Websocket realtime chat application. https://chat.zoloto.cx.ua/ https://chat.zoloto.cx.ua/info

git clone https://github.com/Denis-Source/socket_chat.git

After cloning the repository, go to the backend folder, configure the virtual environment and install dependencies.

cd .\socket_chat\backend\

python -m venv env
.\env\Scripts\Activate.ps1
pip install -r .\requirements.txt

You can specify the port and IP address in the configs.

IP = "127.0.0.1"
PORT = 9000

There is an option to specify the storage solution. In the example below, the mock memory storage is used.

from storage.memory_storage import MemoryStorage

STORAGE_CLS = MemoryStorage

After the initial configuration, you will be able to run the backend part of the application.

python .\main.py

2022-09-12 18:08:33,964 DEBUG   asyncio                 Using proactor: IocpProactor
2022-09-12 18:08:33,965 INFO    server                  starting server
2022-09-12 18:08:33,966 INFO    websockets.server       server listening on 127.0.0.1:9000

The frontend configuration is more straight forward.

cd ..\frontend\
npm i

npm start

In a nutshell, it is a simple one-page application with a minimalistic design and a Two-tab layout:

The mobile version is also available but it lacks the functionality if compared to the desktop one:

All of the changes, incoming messages and other things can be viewed in a realtime, as the application is based on websocket communication protocol.

• [Data section]
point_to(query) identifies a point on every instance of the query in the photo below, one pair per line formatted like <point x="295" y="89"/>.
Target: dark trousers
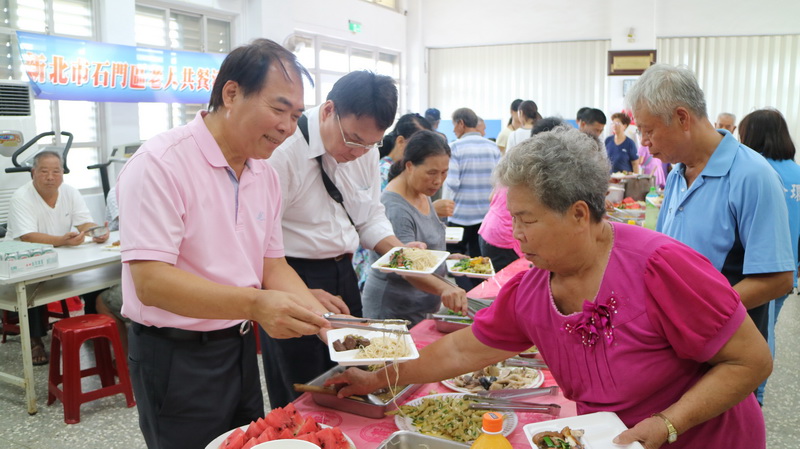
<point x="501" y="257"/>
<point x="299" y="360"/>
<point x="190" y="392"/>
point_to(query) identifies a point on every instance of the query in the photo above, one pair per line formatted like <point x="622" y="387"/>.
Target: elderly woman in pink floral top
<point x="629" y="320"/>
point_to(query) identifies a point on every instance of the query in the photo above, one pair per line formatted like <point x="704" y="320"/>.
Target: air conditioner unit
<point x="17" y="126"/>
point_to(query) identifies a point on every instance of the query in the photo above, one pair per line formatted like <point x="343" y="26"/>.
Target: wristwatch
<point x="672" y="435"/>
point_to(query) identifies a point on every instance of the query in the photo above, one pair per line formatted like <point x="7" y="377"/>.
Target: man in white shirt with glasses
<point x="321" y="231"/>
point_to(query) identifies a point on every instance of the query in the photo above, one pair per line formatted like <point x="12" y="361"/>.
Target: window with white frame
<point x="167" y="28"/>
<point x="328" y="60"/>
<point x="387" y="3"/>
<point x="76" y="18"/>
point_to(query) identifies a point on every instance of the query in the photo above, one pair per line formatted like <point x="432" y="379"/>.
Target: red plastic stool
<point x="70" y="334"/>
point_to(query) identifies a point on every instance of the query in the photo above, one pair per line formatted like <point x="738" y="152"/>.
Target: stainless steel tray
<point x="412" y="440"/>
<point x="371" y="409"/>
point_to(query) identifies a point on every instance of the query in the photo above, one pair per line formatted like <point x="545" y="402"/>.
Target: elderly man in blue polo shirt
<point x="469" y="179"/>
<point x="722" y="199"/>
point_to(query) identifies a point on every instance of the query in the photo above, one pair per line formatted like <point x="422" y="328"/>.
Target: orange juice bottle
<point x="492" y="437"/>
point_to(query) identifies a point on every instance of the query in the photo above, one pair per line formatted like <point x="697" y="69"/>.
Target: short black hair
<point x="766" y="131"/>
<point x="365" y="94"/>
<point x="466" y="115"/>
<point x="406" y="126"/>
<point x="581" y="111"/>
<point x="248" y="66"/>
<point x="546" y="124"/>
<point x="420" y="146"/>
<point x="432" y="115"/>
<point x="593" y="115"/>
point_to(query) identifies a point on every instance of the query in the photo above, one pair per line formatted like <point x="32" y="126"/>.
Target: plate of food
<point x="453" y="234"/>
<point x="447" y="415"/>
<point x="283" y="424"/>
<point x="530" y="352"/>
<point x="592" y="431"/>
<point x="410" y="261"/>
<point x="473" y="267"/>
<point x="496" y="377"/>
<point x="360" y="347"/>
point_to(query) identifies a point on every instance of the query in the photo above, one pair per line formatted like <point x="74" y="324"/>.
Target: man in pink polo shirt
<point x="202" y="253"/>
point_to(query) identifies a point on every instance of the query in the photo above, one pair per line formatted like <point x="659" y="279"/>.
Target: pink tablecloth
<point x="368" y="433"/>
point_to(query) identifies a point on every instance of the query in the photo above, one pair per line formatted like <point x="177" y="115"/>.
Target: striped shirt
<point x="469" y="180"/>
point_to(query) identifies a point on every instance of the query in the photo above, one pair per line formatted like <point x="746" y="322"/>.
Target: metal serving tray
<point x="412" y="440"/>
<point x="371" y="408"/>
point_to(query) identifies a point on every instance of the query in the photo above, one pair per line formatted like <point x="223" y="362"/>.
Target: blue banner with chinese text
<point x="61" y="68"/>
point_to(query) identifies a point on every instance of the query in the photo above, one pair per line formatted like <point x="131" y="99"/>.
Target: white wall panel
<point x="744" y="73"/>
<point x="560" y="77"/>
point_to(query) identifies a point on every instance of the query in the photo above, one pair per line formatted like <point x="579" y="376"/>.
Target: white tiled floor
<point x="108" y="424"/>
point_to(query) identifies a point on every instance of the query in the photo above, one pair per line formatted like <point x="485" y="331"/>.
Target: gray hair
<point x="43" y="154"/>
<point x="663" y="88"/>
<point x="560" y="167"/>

...

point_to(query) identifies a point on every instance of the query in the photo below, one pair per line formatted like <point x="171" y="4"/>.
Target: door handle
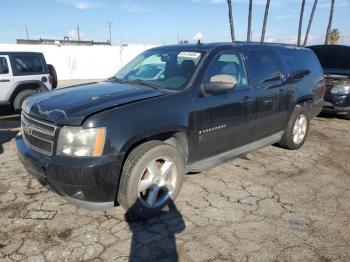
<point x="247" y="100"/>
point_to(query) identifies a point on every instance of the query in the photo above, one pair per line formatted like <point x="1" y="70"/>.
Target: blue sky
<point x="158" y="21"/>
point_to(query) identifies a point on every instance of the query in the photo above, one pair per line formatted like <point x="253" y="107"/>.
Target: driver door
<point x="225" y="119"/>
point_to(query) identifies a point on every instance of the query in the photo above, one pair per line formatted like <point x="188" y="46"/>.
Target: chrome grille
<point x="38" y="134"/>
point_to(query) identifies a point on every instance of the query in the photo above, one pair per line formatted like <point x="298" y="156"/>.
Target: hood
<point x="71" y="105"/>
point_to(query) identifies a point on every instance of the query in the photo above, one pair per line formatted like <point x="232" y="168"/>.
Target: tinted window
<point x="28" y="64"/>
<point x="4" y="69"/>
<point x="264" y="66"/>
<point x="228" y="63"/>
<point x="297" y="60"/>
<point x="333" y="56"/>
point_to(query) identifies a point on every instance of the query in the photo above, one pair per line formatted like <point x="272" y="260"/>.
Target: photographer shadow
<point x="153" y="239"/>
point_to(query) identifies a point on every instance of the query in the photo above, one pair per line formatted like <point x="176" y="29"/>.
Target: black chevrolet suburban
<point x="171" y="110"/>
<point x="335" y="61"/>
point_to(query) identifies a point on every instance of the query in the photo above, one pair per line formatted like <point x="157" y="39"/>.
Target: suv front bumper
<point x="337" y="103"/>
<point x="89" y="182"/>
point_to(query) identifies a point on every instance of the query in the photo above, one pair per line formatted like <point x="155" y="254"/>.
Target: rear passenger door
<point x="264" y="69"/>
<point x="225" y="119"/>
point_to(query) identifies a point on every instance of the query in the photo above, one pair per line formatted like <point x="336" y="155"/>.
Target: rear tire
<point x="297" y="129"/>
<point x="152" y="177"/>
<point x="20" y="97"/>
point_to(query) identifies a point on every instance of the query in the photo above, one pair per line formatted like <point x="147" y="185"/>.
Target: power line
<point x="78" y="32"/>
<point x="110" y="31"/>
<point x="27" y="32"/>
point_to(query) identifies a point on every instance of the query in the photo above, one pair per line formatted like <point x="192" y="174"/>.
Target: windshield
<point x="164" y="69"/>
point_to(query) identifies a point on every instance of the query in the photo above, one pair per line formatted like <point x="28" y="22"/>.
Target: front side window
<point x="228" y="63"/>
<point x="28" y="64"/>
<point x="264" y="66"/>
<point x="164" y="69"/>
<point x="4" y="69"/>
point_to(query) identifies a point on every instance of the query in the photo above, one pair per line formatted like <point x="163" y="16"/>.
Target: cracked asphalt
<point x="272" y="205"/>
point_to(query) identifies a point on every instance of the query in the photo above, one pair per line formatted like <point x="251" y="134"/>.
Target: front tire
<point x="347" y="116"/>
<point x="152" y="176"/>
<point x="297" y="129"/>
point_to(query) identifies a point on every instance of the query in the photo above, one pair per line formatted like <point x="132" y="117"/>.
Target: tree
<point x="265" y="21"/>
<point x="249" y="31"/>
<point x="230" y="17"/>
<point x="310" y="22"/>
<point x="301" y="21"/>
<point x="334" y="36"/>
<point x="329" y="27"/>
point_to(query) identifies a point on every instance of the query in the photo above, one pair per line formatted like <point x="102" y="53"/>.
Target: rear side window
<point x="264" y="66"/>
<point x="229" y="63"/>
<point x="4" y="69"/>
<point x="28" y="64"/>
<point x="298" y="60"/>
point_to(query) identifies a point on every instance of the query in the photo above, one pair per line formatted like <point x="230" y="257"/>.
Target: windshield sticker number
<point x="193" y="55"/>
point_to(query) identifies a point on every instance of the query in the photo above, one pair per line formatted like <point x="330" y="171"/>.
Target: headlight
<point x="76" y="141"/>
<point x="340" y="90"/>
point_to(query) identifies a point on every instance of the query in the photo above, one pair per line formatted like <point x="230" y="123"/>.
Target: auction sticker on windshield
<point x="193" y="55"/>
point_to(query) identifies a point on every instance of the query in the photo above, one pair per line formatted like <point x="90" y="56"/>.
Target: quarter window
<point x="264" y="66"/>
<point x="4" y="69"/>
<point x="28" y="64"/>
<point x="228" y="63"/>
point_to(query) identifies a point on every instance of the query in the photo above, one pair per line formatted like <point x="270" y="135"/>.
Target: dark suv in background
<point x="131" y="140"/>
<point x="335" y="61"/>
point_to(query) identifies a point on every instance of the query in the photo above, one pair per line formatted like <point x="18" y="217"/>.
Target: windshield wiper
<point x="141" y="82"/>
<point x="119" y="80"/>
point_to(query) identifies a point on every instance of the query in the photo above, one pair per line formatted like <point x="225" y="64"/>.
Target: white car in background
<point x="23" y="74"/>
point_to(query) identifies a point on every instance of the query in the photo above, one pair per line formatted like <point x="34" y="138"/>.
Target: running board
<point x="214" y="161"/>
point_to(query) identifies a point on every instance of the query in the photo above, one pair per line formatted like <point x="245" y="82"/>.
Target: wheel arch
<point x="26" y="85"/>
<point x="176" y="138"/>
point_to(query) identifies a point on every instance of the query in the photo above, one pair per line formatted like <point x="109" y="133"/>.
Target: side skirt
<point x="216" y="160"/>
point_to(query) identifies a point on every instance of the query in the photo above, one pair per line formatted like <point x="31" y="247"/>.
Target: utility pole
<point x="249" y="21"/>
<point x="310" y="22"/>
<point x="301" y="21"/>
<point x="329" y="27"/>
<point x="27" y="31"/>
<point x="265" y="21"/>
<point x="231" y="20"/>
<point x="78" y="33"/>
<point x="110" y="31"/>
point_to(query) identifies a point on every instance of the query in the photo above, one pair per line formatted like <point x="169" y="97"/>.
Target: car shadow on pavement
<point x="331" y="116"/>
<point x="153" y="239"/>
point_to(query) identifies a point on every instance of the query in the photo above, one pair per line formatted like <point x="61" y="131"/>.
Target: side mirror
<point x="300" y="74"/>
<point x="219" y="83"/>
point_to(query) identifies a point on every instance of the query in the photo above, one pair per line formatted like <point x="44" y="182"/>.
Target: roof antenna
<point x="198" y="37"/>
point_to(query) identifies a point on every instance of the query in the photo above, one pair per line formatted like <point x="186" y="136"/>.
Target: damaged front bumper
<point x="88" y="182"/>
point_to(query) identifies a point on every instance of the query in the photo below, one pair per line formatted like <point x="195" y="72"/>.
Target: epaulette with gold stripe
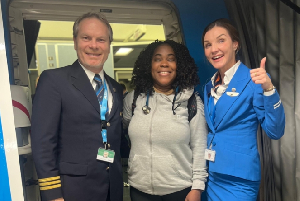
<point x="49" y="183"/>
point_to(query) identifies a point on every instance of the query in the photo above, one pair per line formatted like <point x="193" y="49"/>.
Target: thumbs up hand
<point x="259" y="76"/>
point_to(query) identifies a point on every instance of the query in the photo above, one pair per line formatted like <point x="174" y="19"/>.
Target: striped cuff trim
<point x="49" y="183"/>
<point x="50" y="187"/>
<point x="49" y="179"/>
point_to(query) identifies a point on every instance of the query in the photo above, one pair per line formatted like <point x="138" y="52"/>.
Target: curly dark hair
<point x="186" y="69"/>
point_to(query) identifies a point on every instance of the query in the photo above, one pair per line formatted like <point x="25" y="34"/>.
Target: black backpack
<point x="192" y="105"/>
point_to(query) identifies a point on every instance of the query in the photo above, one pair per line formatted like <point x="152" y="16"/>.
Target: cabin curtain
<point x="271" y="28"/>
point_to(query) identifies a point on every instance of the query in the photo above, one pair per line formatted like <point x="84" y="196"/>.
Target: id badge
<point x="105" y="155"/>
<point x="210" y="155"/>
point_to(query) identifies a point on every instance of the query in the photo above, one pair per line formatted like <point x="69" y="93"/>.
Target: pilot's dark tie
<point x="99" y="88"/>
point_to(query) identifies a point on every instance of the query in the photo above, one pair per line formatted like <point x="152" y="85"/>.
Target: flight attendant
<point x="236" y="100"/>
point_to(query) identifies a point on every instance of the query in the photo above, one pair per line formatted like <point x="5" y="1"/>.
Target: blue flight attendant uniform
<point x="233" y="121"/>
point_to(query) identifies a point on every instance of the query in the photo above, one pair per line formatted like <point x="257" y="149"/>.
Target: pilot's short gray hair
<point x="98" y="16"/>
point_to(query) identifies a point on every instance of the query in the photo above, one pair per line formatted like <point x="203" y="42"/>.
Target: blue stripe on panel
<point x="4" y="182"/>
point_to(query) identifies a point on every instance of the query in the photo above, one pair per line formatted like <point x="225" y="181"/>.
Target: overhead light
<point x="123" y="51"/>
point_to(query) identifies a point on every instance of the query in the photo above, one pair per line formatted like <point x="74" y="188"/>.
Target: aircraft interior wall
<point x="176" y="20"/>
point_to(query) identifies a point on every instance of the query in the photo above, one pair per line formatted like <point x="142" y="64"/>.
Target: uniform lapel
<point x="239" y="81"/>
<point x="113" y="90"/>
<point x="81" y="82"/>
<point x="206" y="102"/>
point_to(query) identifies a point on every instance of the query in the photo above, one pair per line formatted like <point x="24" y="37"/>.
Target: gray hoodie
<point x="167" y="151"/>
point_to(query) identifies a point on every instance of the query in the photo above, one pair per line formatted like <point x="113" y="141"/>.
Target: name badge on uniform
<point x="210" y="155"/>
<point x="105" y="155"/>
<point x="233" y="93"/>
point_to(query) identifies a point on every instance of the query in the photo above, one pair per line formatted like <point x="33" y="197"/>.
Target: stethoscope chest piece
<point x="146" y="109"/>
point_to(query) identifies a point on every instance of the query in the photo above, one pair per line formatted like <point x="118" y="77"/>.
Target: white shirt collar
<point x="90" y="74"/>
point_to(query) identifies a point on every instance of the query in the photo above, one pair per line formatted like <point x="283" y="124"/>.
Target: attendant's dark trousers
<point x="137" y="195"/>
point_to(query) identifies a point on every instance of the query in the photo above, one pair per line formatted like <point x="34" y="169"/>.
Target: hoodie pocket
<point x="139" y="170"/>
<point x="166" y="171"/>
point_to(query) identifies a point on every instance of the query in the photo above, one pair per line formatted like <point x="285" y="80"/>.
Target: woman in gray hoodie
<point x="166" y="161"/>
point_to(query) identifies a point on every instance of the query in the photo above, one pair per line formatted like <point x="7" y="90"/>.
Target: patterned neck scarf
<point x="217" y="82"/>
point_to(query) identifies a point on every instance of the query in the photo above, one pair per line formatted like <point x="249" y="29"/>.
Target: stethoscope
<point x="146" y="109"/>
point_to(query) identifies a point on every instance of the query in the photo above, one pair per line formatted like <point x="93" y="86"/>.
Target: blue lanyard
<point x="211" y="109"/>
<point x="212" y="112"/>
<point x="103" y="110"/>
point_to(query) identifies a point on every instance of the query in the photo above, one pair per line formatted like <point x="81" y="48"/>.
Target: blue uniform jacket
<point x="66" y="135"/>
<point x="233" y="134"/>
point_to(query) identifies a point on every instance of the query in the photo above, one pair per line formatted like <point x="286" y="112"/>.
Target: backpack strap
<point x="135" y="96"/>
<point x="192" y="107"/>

• [Stated problem A]
Reproduce the part of the chat app README that opens with the words containing "python -m venv" and closes with "storage is used.", copying it word for word.
• [Stated problem B]
Resume the websocket chat app README after its last sentence, continuing it in the same style.

• [Final answer A]
python -m venv env
.\env\Scripts\Activate.ps1
pip install -r .\requirements.txt

You can specify the port and IP address in the configs.

IP = "127.0.0.1"
PORT = 9000

There is an option to specify the storage solution. In the example below, the mock memory storage is used.

• [Final answer B]
Both frontend and backend provide verbose logging. The frontend one is visible by a user in the left tab and displays all of the communications between him and the server:

The application does not require registration of any sort as the user name is generated at the start:

The application is completely anonymous and does not store any user data as it is not needed. Also, there is no form of roles or admin privileges, anyone can do anything.

Most of the names are changeable, the username as well.

All entities of the application are distinguished by their universally unique identifier (UUID), so all of the names initially have that 00000000-0000-0000-0000-000000000000 look.

The main objective of the application is to provide an ability to exchange messages between people, which takes place in rooms. The room can be created or deleted by anyone and it is fully customizable:

The room list is sorted by the room creation time, to solve the problem of navigating a potential overwhelmingly large number of them, the search is provided.

After the room is selected, the user is provided with an unlimited message history and an ability to create their own messages: The amount of rooms and messages are NOT LIMITED.

When entered the room, there is still an option to see rooms, by switching the left tab to the room list: Both left and right tabs can be selected. The one consists of logging and room list, the right one – a list of messages, a list of users entered the room and a drawing.

As a bonus, every room has a tab with a simple drawing board:

There is a simple selection of tools and colors that can be used. The drawing is shared between all of the room attendants.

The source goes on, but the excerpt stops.